▶ [Provided text]
=======

Paper No. 10-1
Presentation Time: 1:35 PM
STRATIGRAPHIC ARCHITECTURE OF THE EARLIEST RIFT (HALF-)GRABEN TROUGHS FROM EDIACARAN-CAMBRIAN TRANSITION IN THE AVALON ZONE (NEWFOUNDLAND) AND THE ATLAS MOUNTAINS (MOROCCO)
The beginning of rift conditions in the western Avalonian and Atlas rift transects, across the Ediacaran-Cambrian transition, is characterized by evenly distributed small extensional faults crosscutting an inherited Avalonian vs. Panafrican volcanosedimentary basement. Where fault displacements increased and faults grew laterally, they produced linked normal fault arrays featuring (half-)grabens that recorded a distinct change from slope-related and continental (alluvial and fluvial) to marine siliciclastic sedimentation (Rencontre Formation and members 1-3 of Chapel Island Formation vs. Agoundis and Tabia members of Adoudou Formation). The first episodes of carbonate production were not only climatically (or palaeolatitudinally) constrained, but also controlled by pyro- and epiclastic input, tectonic activity, microbial and shelly style of carbonate production, and influence (or lack) of upwelling ferruginous waters. In both areas, the earliest nucleation pulses of carbonate factories are associated with phosphogenesis (Member 4 of Chapel Island Formation vs. Taguedit Bed and Tifnout Member). Where stretching gradients (the horizontal distance over which stretching of continental lithosphere occurs) were high, brief episodes of carbonate production led to decimetre-scale build-ups and shoal barriers protecting back-barrier microbial consortia on syn-rift carbonate blocks limited to narrow branches (e.g., Avalonian and Moroccan High Atlas and Coastal Meseta rift transects); in contrast, where stretching gradients were low, the relative basement stability led to the growth of giant reef complexes as fault-bounded blocks progressively coalesced into larger composite intra-rift platforms (Anti-Atlas rift transect).

=======

▶ [Data excerpts]
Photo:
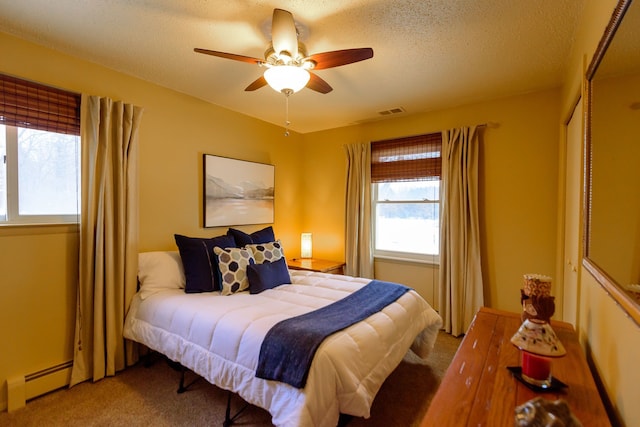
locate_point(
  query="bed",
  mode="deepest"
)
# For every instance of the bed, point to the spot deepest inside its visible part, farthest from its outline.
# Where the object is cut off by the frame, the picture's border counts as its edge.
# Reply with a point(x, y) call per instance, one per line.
point(219, 338)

=======

▶ [Instructions for the task]
Copy, word for word, the passage of the abstract on the earliest rift troughs above, starting at "Paper No. 10-1" and ending at "ATLAS MOUNTAINS (MOROCCO)".

▶ [Task solution]
Paper No. 10-1
Presentation Time: 1:35 PM
STRATIGRAPHIC ARCHITECTURE OF THE EARLIEST RIFT (HALF-)GRABEN TROUGHS FROM EDIACARAN-CAMBRIAN TRANSITION IN THE AVALON ZONE (NEWFOUNDLAND) AND THE ATLAS MOUNTAINS (MOROCCO)